• Text:
%%

TexasScientist said:
Oldbear83 said:
TS: "Science cannot evaluate that which does not exist."
More precisely, humans cannot use Science to evaluate what they cannot comprehend.
Ergo, any entity that could be accurately be described as God, would necessarily be beyond human comprehension and therefore also beyond the scope of Science.
If something exists, it can be evaluated. We use science to evaluate what we cannot comprehend. That's how we have come to understand what we do know about the universe.
In order to accurately describe a god, there would have to be empirical physical evidence upon which to make that description, in order to take that god out of the imagination of men and into objective reality.
"If something exists, it can be evaluated"Not necessarily true. For example, we could not evaluate quantum mechanics until we had a means to observe them. Prior to the 20th Century, such phenomena existed but could not evaluated for that reason. Ergo, anything beyond our perception and observation must be beyond our evaluation.

%%

• Problem 1: Quote the forum exchange from "If something exists, it can be evaluated." up to and including "into objective reality.".
• Problem 2:
Answer these questions using the forum exchange.
(a) According to the reply that begins "If something exists, it can be evaluated.", what do we use science to evaluate?
(b) What would there have to be in order to accurately describe a god?
(c) What example is offered after the words "Not necessarily true."?

• Given material:
%%

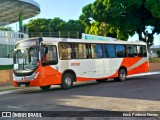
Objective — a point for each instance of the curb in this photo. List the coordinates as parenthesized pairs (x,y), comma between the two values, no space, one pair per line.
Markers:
(136,75)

%%

• Exercise answer 1:
If something exists, it can be evaluated. We use science to evaluate what we cannot comprehend. That's how we have come to understand what we do know about the universe.
In order to accurately describe a god, there would have to be empirical physical evidence upon which to make that description, in order to take that god out of the imagination of men and into objective reality.

• Exercise answer 2:
(a) What we cannot comprehend.
(b) Empirical physical evidence upon which to make that description.
(c) Quantum mechanics, which could not be evaluated until there was a means to observe it.